* **Consigne**
Repérez dans le listing chaque ligne qui contient le mot « vase », puis recopiez ces lignes.

* **Jeu de données**
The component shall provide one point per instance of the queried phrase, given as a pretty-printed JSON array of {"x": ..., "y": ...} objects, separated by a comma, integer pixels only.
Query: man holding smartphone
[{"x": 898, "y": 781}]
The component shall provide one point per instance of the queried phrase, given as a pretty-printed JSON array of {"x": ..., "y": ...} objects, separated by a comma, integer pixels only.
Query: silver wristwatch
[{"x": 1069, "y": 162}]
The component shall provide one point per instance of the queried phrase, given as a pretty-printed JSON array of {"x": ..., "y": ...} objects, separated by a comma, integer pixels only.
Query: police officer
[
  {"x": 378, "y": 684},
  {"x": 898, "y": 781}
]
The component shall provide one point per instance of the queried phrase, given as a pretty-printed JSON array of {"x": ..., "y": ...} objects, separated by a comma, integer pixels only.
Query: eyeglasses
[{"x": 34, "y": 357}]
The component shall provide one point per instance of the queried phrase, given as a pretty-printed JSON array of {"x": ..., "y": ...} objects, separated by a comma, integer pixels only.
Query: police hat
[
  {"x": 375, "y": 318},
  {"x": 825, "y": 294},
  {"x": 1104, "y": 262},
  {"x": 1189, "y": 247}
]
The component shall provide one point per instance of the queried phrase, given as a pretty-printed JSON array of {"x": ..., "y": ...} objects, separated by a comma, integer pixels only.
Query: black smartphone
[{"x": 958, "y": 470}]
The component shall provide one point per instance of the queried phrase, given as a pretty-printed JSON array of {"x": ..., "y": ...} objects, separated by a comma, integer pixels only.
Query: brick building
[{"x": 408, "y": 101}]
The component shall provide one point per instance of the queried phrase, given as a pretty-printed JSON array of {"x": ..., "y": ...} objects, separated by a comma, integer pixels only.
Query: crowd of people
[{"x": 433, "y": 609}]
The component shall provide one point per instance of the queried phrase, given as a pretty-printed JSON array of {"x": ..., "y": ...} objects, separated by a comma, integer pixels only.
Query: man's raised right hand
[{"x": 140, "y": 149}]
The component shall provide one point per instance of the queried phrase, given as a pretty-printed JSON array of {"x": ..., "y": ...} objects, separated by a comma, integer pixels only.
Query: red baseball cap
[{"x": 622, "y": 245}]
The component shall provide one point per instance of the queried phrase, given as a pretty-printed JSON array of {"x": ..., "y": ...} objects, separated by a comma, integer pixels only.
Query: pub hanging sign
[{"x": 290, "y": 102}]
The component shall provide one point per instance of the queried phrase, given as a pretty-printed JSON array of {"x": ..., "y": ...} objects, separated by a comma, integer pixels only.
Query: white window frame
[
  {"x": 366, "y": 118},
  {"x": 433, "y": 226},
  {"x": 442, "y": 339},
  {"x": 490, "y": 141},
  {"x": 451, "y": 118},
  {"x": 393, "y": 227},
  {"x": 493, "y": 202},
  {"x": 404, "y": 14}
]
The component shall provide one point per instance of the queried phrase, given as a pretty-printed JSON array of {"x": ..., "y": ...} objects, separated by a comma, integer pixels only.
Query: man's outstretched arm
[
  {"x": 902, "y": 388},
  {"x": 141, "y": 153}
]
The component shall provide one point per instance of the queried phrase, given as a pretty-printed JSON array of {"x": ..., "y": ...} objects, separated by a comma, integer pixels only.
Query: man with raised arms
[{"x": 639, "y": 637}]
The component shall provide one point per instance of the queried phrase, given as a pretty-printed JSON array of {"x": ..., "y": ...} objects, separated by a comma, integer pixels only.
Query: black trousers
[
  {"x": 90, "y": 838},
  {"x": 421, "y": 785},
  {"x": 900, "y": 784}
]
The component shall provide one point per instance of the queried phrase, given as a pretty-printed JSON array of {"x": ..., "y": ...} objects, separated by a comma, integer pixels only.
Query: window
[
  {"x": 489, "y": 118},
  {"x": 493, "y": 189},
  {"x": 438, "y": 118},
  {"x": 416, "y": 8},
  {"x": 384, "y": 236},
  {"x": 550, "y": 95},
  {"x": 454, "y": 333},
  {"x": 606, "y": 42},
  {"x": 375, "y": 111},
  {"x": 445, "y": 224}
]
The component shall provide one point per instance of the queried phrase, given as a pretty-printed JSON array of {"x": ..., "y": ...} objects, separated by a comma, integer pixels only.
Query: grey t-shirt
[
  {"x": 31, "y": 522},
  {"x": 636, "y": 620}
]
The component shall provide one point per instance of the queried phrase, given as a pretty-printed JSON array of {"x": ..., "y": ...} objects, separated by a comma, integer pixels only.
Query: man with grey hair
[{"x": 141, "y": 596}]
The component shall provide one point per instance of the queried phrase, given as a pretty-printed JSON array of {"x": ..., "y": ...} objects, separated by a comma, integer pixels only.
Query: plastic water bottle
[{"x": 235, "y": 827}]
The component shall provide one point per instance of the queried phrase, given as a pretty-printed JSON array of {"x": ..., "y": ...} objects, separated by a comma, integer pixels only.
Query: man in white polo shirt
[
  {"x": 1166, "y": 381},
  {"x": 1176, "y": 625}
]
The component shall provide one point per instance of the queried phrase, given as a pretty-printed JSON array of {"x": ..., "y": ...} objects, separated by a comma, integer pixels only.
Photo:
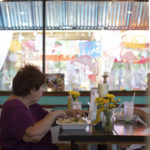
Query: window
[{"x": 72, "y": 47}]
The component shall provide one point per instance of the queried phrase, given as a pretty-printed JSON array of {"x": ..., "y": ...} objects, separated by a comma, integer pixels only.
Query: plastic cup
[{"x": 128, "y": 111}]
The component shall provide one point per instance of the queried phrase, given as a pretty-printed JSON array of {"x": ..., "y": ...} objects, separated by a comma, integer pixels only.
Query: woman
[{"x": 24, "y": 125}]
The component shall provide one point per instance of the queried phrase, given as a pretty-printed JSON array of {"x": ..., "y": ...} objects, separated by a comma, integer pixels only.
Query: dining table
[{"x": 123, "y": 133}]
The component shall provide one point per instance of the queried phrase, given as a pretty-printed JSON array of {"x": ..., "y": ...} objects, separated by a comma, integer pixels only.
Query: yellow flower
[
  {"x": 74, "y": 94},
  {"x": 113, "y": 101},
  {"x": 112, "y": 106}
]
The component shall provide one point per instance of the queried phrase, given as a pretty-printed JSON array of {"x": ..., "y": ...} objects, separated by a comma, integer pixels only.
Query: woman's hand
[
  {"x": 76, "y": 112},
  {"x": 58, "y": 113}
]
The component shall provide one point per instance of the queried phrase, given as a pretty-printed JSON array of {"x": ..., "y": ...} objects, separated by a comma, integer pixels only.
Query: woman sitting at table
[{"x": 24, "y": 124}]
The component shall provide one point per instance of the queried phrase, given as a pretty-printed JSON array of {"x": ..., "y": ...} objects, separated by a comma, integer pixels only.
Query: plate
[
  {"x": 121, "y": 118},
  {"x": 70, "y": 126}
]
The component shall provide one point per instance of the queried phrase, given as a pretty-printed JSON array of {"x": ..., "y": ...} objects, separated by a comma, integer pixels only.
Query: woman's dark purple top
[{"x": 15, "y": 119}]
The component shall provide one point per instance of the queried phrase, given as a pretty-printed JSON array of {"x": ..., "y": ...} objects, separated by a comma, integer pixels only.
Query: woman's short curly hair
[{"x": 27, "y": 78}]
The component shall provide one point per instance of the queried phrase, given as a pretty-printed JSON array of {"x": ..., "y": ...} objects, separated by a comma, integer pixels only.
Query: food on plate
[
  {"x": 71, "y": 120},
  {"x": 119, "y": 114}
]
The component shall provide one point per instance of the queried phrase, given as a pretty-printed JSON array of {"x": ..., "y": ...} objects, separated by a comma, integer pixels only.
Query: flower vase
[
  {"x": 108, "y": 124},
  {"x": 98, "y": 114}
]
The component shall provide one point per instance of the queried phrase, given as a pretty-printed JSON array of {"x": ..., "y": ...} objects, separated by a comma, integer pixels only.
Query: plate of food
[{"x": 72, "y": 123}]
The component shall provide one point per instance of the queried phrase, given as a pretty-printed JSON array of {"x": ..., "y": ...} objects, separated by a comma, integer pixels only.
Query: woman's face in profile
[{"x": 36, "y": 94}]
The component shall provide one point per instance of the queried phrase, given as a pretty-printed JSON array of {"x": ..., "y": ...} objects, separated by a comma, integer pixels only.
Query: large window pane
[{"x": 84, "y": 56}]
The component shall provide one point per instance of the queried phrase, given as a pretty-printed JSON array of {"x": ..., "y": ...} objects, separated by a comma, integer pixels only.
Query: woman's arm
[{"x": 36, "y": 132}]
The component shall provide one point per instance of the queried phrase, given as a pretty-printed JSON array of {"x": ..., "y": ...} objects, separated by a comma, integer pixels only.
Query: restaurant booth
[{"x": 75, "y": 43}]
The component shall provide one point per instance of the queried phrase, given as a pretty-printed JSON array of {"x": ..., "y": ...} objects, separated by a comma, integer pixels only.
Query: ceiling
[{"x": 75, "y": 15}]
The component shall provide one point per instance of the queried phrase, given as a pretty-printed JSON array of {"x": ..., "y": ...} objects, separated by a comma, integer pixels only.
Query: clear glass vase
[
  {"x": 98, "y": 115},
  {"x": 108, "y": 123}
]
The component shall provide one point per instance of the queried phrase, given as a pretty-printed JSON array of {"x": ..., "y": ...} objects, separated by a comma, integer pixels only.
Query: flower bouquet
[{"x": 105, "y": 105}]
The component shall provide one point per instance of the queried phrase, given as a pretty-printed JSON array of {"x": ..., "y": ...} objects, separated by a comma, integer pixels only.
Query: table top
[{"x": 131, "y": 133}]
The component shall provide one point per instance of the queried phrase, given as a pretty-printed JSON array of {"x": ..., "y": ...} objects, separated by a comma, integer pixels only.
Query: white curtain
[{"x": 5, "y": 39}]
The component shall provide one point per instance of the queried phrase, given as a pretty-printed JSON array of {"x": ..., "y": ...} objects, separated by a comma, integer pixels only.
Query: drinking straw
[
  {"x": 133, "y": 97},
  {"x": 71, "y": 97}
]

* **Corrigé**
Query: flower vase
Query: clear glass vase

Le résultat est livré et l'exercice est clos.